[Opening Source records section]

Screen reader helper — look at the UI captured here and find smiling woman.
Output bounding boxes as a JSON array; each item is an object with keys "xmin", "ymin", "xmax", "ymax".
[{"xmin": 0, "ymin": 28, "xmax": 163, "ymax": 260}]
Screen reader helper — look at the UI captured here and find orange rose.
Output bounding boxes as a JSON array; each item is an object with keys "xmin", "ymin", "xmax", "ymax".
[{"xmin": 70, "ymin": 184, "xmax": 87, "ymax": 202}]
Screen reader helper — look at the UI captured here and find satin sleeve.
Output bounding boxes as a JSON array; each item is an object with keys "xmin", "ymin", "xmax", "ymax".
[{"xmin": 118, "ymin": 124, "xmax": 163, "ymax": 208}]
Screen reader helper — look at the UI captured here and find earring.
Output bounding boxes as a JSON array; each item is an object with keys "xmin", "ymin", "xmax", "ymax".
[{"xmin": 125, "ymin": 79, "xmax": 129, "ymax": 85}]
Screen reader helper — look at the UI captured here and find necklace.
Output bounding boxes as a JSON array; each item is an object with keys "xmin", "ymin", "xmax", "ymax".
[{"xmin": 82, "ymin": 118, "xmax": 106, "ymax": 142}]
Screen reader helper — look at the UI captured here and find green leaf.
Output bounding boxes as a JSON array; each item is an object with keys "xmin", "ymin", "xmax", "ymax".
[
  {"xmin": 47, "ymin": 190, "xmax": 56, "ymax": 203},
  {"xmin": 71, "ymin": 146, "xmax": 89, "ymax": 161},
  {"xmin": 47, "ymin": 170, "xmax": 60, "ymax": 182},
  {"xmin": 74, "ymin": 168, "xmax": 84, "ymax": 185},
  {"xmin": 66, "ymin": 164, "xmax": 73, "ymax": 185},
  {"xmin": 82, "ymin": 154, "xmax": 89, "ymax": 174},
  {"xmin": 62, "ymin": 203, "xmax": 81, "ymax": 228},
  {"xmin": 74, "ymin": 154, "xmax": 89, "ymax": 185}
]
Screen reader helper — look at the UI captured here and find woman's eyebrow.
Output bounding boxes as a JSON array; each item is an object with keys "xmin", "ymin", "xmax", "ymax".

[Closing Source records section]

Return the entries above exactly, each one complete.

Screen reader helper — look at the UI captured here and find smiling woman.
Output bounding boxes as a JSON array; each item is an object with keys "xmin", "ymin", "xmax", "ymax".
[{"xmin": 0, "ymin": 28, "xmax": 163, "ymax": 260}]
Screen reader helper — look at the UI captured here and find orange rose.
Output bounding boxes as a JSON array; each item is an object with keys "xmin", "ymin", "xmax", "ymax".
[{"xmin": 70, "ymin": 184, "xmax": 87, "ymax": 202}]
Screen reader helper — look at the UI captured here and find satin sleeve.
Output bounding boxes as a JSON array; each item is an object with keys "xmin", "ymin", "xmax", "ymax".
[{"xmin": 118, "ymin": 124, "xmax": 163, "ymax": 208}]
Screen reader helper — look at the UI captured here and find earring.
Output bounding boxes as a JSON array; each item is an object with keys "xmin", "ymin", "xmax", "ymax".
[{"xmin": 125, "ymin": 79, "xmax": 129, "ymax": 85}]
Screen reader helper — look at the UI captured here and find necklace.
Output bounding boxes as a JSON array; each item is an object with keys "xmin", "ymin", "xmax", "ymax".
[{"xmin": 82, "ymin": 118, "xmax": 106, "ymax": 142}]
Screen reader helper — look at the UI captured here and find green leaf.
Output bounding boxes as a JSON array; each item is an object with keys "xmin", "ymin", "xmax", "ymax".
[
  {"xmin": 47, "ymin": 190, "xmax": 56, "ymax": 203},
  {"xmin": 71, "ymin": 146, "xmax": 89, "ymax": 161},
  {"xmin": 47, "ymin": 170, "xmax": 60, "ymax": 182},
  {"xmin": 74, "ymin": 168, "xmax": 84, "ymax": 185},
  {"xmin": 66, "ymin": 164, "xmax": 73, "ymax": 185},
  {"xmin": 82, "ymin": 154, "xmax": 89, "ymax": 174},
  {"xmin": 62, "ymin": 203, "xmax": 81, "ymax": 228},
  {"xmin": 74, "ymin": 154, "xmax": 89, "ymax": 185}
]
Screen reader helper — look at the UI captured here and find woman's eyebrow.
Output bounding boxes as a JSON array; each item is an object with keys "xmin", "ymin", "xmax", "ymax".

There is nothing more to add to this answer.